**Text section**
** BEGIN **

Spark Repartition and Coalesce - apache-spark

If I want to repartition a dataframe, How to decide on the number of partitions that need to be made? How to decide on whether to use repartition or coalesce?
I understand that coalesce is basically used only to reduce the number of partitions. But how can we decide which to use in what scenario?

we can't decide this based on specific parameter there will be multiple factors are there to decide how many partitions and repartition or coalesce
*based on the size of data ,
if size of the file is too big you can give 2 or 3 partitions per block to
increase the performance but if give more too many partitions it split as
small files .In Big data small files will lower performance .
1 Block (128 MB) --> 128/2 = 64MB each partition ,So 1 mapper will run for 64 MB
*based on the cluster size , if you have more number of executors/cores are free you can give according to that.
*repartition will cause the complete shuffling and coalesce will avoid the complete shuffle.

Related

Is it possible to coalesce Spark partitions "evenly"?

Suppose we have a PySpark dataframe with data spread evenly across 2048 partitions, and we want to coalesce to 32 partitions to write the data back to HDFS. Using coalesce is nice for this because it does not require an expensive shuffle.
But one of the downsides of coalesce is that it typically results in an uneven distribution of data across the new partitions. I assume that this is because the original partition IDs are hashed to the new partition ID space, and the number of collisions is random.
However, in principle it should be possible to coalesce evenly, so that the first 64 partitions from the original dataframe are sent to the first partition of the new dataframe, the next 64 are send to the second partition, and so end, resulting in an even distribution of partitions. The resulting dataframe would often be more suitable for further computations.
Is this possible, while preventing a shuffle?

** END **

**Exercise**
In the thread on Spark repartition and coalesce, what difference in shuffling between repartition and coalesce does the answer state? The records come from a different source than the thread on Spark repartition and coalesce.

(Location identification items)
** BEGIN **

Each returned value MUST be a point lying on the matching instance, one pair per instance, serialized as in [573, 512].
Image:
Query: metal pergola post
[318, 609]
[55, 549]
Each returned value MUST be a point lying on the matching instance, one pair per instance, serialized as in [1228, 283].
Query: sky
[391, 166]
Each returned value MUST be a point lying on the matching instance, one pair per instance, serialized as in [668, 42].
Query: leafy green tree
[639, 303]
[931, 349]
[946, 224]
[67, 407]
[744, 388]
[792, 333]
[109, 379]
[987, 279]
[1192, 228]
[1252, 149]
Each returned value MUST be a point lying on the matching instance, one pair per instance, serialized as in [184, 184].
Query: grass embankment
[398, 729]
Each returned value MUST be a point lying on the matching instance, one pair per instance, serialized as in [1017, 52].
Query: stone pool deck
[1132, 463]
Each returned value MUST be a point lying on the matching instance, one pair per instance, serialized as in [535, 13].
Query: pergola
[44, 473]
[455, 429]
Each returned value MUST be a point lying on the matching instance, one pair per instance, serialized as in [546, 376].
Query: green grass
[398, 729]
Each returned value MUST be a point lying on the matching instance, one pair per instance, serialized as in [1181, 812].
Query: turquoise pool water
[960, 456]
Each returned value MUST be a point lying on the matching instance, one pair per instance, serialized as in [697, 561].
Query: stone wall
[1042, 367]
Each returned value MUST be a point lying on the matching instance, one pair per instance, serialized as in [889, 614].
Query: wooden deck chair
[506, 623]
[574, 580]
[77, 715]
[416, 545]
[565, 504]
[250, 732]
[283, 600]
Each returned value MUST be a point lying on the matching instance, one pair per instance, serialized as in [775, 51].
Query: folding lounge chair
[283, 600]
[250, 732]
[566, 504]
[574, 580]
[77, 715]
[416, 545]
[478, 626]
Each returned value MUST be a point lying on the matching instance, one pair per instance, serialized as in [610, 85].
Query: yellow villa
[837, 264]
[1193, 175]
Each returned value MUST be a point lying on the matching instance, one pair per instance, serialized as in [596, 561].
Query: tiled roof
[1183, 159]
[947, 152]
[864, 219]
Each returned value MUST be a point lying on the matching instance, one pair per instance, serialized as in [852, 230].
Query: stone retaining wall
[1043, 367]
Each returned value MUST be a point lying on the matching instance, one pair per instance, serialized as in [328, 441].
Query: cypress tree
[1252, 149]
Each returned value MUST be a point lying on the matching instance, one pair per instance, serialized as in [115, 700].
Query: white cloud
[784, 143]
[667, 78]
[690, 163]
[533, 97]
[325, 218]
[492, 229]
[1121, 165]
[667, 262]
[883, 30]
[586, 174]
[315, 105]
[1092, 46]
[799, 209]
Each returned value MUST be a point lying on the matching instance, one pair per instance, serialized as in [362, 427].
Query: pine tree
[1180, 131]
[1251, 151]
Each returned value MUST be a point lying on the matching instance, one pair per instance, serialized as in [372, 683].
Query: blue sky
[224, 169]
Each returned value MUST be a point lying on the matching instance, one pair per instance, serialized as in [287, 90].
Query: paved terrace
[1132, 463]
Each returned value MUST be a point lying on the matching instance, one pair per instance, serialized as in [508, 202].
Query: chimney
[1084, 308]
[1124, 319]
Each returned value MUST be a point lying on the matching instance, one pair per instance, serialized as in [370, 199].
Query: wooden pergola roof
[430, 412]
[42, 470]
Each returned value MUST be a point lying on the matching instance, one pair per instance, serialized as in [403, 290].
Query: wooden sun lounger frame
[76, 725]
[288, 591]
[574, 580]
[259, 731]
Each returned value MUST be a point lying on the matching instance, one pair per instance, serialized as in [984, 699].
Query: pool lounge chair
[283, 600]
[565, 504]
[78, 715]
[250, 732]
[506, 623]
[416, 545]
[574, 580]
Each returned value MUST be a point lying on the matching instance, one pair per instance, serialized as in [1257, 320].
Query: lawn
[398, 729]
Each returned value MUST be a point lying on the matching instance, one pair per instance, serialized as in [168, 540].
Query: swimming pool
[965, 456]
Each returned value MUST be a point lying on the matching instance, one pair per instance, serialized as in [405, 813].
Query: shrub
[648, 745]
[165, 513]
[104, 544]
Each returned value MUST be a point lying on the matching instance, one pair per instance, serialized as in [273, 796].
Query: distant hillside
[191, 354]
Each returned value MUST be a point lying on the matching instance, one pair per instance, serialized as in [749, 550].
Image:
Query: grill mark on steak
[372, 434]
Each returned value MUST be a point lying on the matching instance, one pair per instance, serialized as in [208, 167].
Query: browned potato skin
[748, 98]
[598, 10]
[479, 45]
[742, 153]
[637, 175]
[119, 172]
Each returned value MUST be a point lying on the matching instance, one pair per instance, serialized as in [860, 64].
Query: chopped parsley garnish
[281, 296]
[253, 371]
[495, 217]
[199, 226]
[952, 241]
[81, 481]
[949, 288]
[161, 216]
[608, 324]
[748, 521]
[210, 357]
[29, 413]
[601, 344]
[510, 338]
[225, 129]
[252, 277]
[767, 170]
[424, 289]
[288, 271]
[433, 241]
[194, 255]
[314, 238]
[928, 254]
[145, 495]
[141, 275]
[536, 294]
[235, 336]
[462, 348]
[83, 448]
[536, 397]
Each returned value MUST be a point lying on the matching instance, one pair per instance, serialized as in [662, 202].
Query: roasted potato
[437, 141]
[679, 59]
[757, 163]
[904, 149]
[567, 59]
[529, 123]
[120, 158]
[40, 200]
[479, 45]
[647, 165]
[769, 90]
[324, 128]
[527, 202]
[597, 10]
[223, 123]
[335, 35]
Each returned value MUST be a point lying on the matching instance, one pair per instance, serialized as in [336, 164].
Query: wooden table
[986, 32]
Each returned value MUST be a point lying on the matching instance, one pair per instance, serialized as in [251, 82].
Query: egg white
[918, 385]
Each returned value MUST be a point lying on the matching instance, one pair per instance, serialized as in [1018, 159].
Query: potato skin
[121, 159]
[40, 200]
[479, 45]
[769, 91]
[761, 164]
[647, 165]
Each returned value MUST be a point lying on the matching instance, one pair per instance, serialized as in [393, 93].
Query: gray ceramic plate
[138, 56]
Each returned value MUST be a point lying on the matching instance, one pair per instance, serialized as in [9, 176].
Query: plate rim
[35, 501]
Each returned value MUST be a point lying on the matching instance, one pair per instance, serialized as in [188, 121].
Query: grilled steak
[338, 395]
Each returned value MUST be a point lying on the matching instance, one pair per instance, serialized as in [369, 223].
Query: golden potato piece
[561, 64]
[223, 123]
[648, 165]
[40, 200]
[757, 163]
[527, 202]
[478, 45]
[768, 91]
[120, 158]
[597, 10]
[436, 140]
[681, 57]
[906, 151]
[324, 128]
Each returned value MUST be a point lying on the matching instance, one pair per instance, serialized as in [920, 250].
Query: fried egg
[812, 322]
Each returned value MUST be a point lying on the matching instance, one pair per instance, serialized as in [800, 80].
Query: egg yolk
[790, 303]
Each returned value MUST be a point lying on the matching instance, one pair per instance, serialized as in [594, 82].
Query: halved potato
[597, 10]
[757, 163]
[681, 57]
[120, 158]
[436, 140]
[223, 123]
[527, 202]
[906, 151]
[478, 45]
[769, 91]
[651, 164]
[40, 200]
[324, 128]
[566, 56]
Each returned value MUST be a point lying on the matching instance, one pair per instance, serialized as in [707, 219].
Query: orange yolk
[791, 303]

** END **

**Answer for the task**
Repartition causes a complete shuffle, while coalesce avoids the complete shuffle.